**TASK**
Rewrite the listing below, changing every "one spot" to "a single spot" and leaving everything else as it is.
****************
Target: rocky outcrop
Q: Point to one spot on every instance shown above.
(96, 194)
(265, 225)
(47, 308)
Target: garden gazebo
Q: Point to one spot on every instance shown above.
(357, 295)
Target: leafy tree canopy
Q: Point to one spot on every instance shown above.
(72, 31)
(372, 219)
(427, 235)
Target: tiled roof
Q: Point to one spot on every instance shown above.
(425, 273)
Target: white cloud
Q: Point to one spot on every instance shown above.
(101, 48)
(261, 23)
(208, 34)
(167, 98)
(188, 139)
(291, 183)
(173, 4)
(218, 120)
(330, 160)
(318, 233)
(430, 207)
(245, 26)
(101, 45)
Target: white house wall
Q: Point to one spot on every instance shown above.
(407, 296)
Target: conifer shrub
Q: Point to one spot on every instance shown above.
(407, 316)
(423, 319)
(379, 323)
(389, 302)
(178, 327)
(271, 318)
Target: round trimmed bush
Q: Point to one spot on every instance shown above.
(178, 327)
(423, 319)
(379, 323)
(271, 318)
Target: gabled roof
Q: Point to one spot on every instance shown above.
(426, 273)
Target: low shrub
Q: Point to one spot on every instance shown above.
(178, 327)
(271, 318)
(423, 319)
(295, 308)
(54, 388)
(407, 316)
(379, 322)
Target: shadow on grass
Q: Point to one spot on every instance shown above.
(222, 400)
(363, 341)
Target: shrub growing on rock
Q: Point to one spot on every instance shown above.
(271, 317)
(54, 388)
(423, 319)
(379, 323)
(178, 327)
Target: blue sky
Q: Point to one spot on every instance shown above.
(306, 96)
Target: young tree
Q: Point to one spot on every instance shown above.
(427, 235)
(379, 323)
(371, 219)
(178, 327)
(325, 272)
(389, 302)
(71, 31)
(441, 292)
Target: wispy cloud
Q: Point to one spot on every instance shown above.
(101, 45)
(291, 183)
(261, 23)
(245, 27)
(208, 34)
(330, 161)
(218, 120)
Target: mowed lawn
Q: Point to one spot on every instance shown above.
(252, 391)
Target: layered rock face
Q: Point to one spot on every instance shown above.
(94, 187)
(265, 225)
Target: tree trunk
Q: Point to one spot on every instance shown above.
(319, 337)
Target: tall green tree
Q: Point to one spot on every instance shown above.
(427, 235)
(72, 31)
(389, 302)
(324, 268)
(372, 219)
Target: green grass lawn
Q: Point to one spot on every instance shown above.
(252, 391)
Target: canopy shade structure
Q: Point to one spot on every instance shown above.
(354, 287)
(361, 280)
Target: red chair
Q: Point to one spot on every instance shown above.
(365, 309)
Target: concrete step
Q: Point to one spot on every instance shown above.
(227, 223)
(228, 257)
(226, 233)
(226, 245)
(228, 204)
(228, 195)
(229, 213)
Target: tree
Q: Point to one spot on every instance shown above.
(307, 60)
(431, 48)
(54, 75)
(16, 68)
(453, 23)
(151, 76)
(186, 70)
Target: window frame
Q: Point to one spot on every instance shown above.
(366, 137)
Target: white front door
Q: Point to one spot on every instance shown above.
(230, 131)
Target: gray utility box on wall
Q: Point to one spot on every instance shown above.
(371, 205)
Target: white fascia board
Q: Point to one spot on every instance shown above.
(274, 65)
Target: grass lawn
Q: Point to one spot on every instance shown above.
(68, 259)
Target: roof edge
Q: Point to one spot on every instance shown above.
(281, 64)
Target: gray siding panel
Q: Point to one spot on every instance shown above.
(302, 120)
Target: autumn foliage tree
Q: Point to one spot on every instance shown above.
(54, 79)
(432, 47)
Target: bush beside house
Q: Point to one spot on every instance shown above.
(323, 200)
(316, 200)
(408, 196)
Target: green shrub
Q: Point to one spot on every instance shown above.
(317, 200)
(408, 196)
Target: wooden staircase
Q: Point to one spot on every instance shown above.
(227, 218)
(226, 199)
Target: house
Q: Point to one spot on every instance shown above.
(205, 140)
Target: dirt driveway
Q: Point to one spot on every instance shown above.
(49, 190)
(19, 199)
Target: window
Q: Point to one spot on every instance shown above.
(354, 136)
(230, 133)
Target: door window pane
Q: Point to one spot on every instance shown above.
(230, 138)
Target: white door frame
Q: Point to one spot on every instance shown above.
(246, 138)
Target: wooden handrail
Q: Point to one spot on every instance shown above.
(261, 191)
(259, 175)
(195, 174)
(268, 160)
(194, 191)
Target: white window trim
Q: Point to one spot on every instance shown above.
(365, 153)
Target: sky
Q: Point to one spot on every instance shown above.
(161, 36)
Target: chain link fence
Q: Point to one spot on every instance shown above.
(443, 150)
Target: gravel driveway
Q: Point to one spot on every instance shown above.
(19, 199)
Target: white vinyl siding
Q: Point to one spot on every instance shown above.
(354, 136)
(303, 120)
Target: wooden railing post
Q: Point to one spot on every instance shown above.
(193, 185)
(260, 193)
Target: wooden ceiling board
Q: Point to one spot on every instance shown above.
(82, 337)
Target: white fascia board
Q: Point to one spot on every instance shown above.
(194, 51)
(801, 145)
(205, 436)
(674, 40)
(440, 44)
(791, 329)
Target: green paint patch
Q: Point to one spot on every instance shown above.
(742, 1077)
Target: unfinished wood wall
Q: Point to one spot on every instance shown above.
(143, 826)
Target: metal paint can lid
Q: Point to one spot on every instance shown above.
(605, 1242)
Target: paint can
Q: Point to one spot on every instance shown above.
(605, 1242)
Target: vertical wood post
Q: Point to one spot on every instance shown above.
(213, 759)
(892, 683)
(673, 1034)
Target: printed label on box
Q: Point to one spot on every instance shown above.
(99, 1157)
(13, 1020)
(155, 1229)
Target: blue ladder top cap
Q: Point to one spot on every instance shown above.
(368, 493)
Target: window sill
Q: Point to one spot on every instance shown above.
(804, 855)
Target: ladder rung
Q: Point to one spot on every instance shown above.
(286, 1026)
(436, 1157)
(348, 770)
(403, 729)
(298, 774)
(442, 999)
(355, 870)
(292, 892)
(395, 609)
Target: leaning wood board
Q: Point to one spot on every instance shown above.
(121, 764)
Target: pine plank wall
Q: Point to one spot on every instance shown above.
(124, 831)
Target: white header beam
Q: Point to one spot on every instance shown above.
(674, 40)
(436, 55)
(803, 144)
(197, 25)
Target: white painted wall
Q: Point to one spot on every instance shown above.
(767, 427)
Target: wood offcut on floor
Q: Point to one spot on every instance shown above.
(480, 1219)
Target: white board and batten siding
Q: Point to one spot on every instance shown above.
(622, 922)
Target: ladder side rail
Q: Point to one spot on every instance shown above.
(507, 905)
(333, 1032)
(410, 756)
****************
**SOLUTION TO THIS TASK**
Target: rocky outcrop
Q: Point to a single spot on every instance shown above.
(96, 194)
(265, 225)
(47, 308)
Target: garden gazebo
Q: Point to a single spot on every instance shown above.
(357, 295)
Target: leafy tree canopy
Q: Point to a single spot on every instance shown above.
(72, 31)
(372, 219)
(427, 235)
Target: tiled roof
Q: Point to a single spot on every instance shown above.
(425, 273)
Target: white cloud
Q: Point to a single spot on every instance shown above.
(101, 48)
(261, 23)
(208, 34)
(167, 98)
(188, 139)
(291, 183)
(173, 4)
(218, 120)
(330, 160)
(318, 233)
(430, 207)
(245, 26)
(101, 45)
Target: white house wall
Q: Point to a single spot on every instance shown above.
(407, 296)
Target: conifer shrub
Q: Point to a single spot on every instance shown above.
(407, 316)
(423, 319)
(379, 323)
(389, 302)
(178, 327)
(271, 318)
Target: round trimmed bush
Q: Point to a single spot on every instance shown above.
(178, 327)
(423, 319)
(379, 323)
(271, 318)
Target: gabled roof
Q: Point to a single spot on every instance shown above.
(426, 273)
Target: low shrub
Q: Point to a single spot on every instance shown above.
(178, 327)
(271, 318)
(423, 319)
(295, 308)
(54, 388)
(407, 316)
(379, 322)
Target: shadow on grass
Q: Point to a single spot on every instance shown above.
(222, 400)
(363, 341)
Target: shrub growing on rock
Q: Point to a single spot on every instance shown above.
(271, 317)
(54, 388)
(423, 319)
(379, 323)
(178, 327)
Target: blue sky
Q: Point to a single spot on every instance shown above.
(306, 96)
Target: young tree
Q: Point to a single spot on every instance shown above.
(427, 235)
(379, 323)
(371, 219)
(178, 327)
(325, 272)
(389, 302)
(71, 31)
(441, 292)
Target: wispy cloud
Q: Point to a single spot on every instance shown above.
(101, 45)
(291, 183)
(261, 23)
(245, 27)
(208, 34)
(330, 161)
(218, 120)
Target: mowed lawn
Q: Point to a single spot on every instance shown above.
(252, 391)
Target: layered rock face
Q: Point to a single spot on every instance shown above.
(94, 187)
(265, 225)
Target: tree trunk
Q: Point to a single spot on every instance shown above.
(319, 337)
Target: tall green tree
Q: Point to a single spot on every instance shown above.
(427, 235)
(72, 31)
(389, 302)
(324, 268)
(372, 219)
Target: green grass lawn
Q: Point to a single spot on every instance shown above.
(252, 391)
Target: canopy shade structure
Q: Point to a single spot on every instance shown above.
(354, 287)
(361, 280)
Target: red chair
Q: Point to a single spot on every instance shown above.
(365, 309)
Target: concrete step
Q: Point to a single spot on every instance shown above.
(227, 223)
(228, 257)
(226, 233)
(226, 245)
(228, 204)
(228, 195)
(229, 213)
Target: tree
Q: Point to a single spot on every instance shown above.
(307, 60)
(431, 48)
(54, 75)
(16, 68)
(453, 23)
(151, 76)
(186, 70)
Target: window frame
Q: Point to a single spot on every instance shown above.
(366, 137)
Target: white front door
Q: Point to a single spot on every instance shown above.
(230, 131)
Target: gray utility box on wall
Q: Point to a single spot on every instance shown above.
(371, 205)
Target: white fascia board
Q: Point to a single spot on every instance shown above.
(274, 65)
Target: grass lawn
Q: Point to a single spot on every instance shown above.
(68, 259)
Target: roof edge
Q: Point to a single spot on every instance shown above.
(281, 64)
Target: gray siding panel
Q: Point to a single spot on every instance shown above.
(302, 120)
Target: autumn foliage tree
Q: Point to a single spot on every instance shown above.
(54, 79)
(432, 47)
Target: bush beside house
Q: Point to a single spot on every instance shown above.
(323, 200)
(316, 200)
(408, 196)
Target: green shrub
Q: Point to a single spot on every instance shown above.
(317, 200)
(408, 196)
Target: wooden staircase
Q: Point to a single spot on every instance shown above.
(227, 218)
(226, 199)
Target: house
Q: Point to a single spot on every instance shown above.
(205, 140)
Target: dirt driveway
Q: Point to a single spot on every instance shown above.
(49, 190)
(19, 199)
Target: window
Q: Point to a single spot on every instance shown above.
(354, 136)
(230, 133)
Target: door window pane
Q: Point to a single spot on every instance shown above.
(230, 138)
Target: white door frame
Q: Point to a single spot on every instance shown above.
(246, 138)
Target: wooden handrail
Q: Point to a single spot on every instance shown above.
(261, 191)
(259, 175)
(195, 174)
(268, 160)
(194, 191)
Target: white window trim
Q: Point to a single spot on every instance shown above.
(365, 153)
Target: sky
Q: Point to a single spot on every instance shown above.
(161, 36)
Target: chain link fence
Q: Point to a single spot on every instance shown above.
(443, 150)
Target: gravel driveway
Q: Point to a single spot on every instance shown above.
(19, 199)
Target: white vinyl siding
Q: Point to a single spot on every instance shown above.
(354, 136)
(303, 120)
Target: wooden railing post
Q: Point to a single spot on every instance shown above.
(193, 185)
(260, 193)
Target: wooden ceiling board
Q: Point to a single spot on every instance shown above.
(82, 337)
Target: white fascia board
Q: Point to a single spot on every instance shown above.
(194, 51)
(801, 145)
(205, 436)
(674, 40)
(440, 44)
(791, 329)
Target: green paint patch
Q: Point to a single spot on every instance shown above.
(742, 1077)
Target: unfinished wood wall
Q: Point to a single spot on every instance shown above.
(143, 826)
Target: metal paint can lid
Q: Point to a single spot on every instance shown above.
(605, 1242)
Target: paint can
Q: Point to a single spot on every instance shown above.
(605, 1242)
Target: vertical wood post
Q: Point to a single spot on every instance shown above.
(213, 759)
(892, 683)
(673, 1034)
Target: printed label on box
Q: Point to a single spot on every instance shown above.
(99, 1157)
(13, 1020)
(155, 1229)
Target: blue ladder top cap
Q: Point to a single spot on every instance shown above.
(368, 493)
Target: window sill
Q: Point to a single spot on every instance shown above.
(804, 855)
Target: ladder rung
Q: Point to a single spot on every instance shown above.
(286, 1026)
(436, 1157)
(348, 770)
(403, 729)
(298, 774)
(442, 999)
(355, 870)
(292, 892)
(395, 609)
Target: leaning wood board
Q: Point to a single spot on every instance shown above.
(121, 764)
Target: pine plank wall
Q: Point to a single spot on every instance shown above.
(124, 831)
Target: white header beam
Q: Point to a single spot on every instance shown above.
(674, 40)
(436, 55)
(803, 144)
(197, 25)
Target: white painted wall
Q: Point to a single spot on every instance shown above.
(767, 427)
Target: wood offcut on floor
Q: Point to a single spot on every instance shown above.
(480, 1219)
Target: white board and batten siding
Q: Point to a single spot on every instance shown above.
(622, 922)
Target: ladder side rail
Q: Point to a single spot on every instance shown above.
(507, 905)
(333, 1032)
(410, 756)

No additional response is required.